== Collection entries ==
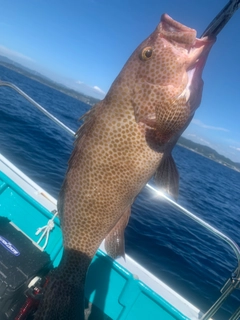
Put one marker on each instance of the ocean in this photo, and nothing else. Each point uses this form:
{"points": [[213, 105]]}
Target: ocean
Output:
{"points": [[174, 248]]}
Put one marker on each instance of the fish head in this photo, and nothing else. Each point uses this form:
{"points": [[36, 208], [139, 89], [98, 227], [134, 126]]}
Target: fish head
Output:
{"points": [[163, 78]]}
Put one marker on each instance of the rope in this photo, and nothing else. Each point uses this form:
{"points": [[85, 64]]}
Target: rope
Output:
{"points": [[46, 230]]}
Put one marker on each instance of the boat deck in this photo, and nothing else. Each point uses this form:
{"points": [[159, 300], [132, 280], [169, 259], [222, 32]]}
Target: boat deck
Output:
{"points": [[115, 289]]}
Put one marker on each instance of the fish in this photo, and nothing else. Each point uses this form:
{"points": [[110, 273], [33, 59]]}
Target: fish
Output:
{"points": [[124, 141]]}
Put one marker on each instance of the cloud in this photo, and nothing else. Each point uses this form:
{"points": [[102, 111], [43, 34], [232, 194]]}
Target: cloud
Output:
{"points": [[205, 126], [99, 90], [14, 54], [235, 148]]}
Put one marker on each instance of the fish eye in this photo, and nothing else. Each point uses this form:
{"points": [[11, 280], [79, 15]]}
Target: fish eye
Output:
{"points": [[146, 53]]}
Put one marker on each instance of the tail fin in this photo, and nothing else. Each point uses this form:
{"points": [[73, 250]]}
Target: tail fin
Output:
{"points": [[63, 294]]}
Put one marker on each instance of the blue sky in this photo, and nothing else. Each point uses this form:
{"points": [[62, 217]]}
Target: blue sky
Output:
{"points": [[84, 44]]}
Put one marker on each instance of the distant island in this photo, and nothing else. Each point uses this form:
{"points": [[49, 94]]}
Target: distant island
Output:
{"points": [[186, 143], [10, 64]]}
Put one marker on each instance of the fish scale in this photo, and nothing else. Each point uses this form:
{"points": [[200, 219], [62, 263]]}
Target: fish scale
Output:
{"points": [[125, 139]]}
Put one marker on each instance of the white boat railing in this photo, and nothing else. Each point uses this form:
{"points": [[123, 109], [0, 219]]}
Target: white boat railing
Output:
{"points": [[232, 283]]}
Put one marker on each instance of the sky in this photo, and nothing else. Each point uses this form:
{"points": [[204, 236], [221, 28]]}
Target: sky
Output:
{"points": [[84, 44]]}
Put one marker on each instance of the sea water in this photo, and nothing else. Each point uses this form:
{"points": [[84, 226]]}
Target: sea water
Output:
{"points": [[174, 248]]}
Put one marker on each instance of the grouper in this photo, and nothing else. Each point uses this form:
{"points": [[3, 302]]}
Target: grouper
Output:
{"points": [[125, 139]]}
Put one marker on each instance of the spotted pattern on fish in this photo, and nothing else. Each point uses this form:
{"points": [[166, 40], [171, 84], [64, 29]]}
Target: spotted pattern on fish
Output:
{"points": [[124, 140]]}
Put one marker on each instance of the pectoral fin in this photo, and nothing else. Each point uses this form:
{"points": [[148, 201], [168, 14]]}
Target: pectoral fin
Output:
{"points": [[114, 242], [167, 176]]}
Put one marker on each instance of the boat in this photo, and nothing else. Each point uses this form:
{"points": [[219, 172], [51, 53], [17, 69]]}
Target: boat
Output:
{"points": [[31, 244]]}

== Given exercise ==
Copy out every line from the one containing "Put one marker on each instance of the boat in" through the end of the material. In the answers, multiply each coordinate by 0.95 and round to a whole number, with halves rounded up, and keep all other numbers as they are.

== Reply ==
Put one marker on each instance of the boat in this photo, and nothing else. Each point uses this form:
{"points": [[219, 172], [51, 53], [17, 69]]}
Target: boat
Output:
{"points": [[29, 232]]}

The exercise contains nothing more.